## Tasks to complete
#1 In the recipe, how long is the yeast, sugar, flour and water mixture left in a warm place before the remaining ingredients are added?
#2 Please pick up the recipe after its final sentence and write the steps that follow.

--- Text passage ---

2 tsp dried active yeast
50g caster sugar
375g bread flour, plus extra to dust
75g full-cream plain yoghurt, at room
temperature
75g unsalted butter, melted and cooled
until lukewarm
1 large egg, beaten, at room
temperature
sunflower oil, to grease
200g chocolate hazelnut spread
1 tsp milk for glazing
1 tbsp chopped hazelnuts
- In a large bowl, mix together the
yeast, 1 tsp of the caster sugar and
75g of the flour, then stir in 100ml
warm water, cover with clingwrap and
leave in a warm place for 15 minutes
until bubbly. Stir in the remaining sugar
and flour, the yoghurt, butter, egg and
1 tsp salt, and knead for 10 minutes
until the dough is springy and pliable,
using a little flour only if you need to.
Place the dough in a lightly oiled bowl,
cover with clingwrap and leave at
room temperature for about an hour
until doubled in size. - Meanwhile, gently warm the
chocolate spread in a bowl set in
a larger bowl of hot water for 10
minutes. Divide the dough into four.
Using a dinner plate about 25cm
as a guide, roll each piece of dough
into rough circles the size of the
plate. Line a baking tray with baking
paper, place a dough circle on top,
then cover with 3 tbsp of chocolate
spread. Repeat this for two more
layers, then top with the fourth
circle. This last layer should be left
plain.

--- Provided material ---

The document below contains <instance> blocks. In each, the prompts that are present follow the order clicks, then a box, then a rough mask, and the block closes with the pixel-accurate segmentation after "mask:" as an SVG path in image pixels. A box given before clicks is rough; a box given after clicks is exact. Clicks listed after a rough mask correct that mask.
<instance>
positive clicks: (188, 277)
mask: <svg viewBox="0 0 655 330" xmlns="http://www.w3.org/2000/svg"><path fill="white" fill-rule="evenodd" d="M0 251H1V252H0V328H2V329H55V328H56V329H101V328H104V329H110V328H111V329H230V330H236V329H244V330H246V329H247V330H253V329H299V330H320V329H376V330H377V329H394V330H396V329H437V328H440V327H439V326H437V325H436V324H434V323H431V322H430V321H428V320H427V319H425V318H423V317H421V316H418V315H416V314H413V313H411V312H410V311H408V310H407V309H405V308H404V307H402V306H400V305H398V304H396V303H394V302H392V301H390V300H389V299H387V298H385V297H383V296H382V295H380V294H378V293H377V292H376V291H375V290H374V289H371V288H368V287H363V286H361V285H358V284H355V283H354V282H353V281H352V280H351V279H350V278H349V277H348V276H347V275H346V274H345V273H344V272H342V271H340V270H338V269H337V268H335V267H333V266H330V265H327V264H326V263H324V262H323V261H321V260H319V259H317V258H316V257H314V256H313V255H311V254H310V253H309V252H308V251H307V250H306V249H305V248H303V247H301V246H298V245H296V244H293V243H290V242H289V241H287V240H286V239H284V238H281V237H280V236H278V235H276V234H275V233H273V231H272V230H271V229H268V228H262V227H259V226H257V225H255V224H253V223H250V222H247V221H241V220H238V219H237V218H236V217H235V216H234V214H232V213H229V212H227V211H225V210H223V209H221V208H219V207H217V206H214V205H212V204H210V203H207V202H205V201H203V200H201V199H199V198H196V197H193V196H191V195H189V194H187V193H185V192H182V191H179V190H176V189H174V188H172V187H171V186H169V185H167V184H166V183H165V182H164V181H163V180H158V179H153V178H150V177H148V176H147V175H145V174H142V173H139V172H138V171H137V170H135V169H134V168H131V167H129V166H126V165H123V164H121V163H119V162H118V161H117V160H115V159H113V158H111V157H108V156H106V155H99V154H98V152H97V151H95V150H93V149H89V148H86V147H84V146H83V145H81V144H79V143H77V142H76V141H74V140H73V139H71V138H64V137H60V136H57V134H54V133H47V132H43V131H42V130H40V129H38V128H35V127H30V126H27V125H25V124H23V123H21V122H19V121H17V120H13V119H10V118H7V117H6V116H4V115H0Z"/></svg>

---

## Results of the exercise
#1 15 minutes, until bubbly.

#2
- Put the dinner plate on top and
use it as a template to trim the
dough into a perfect circle. Put
a glass, 7,5cm diameter, in the
centre of the dough circle, and
gently press to make an indentation.
Leaving the central circle intact
(like the centre of a flower), cut the
outer dough into quarters so you
have four thick ‘petals’. Cut each
petal into quarters so you end up
with 16. Lift a petal and twist it three
times before replacing it. Then twist
the next petal three times in the
opposite direction. Continue twisting
petals in alternate directions. Finish
by tucking the ends of each petal
underneath to give a rounded edge.
Cover the dough with lightly oiled
clingwrap and leave to rise for 45
minutes. - Preheat oven to 180°C. Lightly
brush the dough with milk and
sprinkle the centre with the
chopped hazelnuts. Bake for
15 to 20 minutes until golden
and puffed up. Serve warm.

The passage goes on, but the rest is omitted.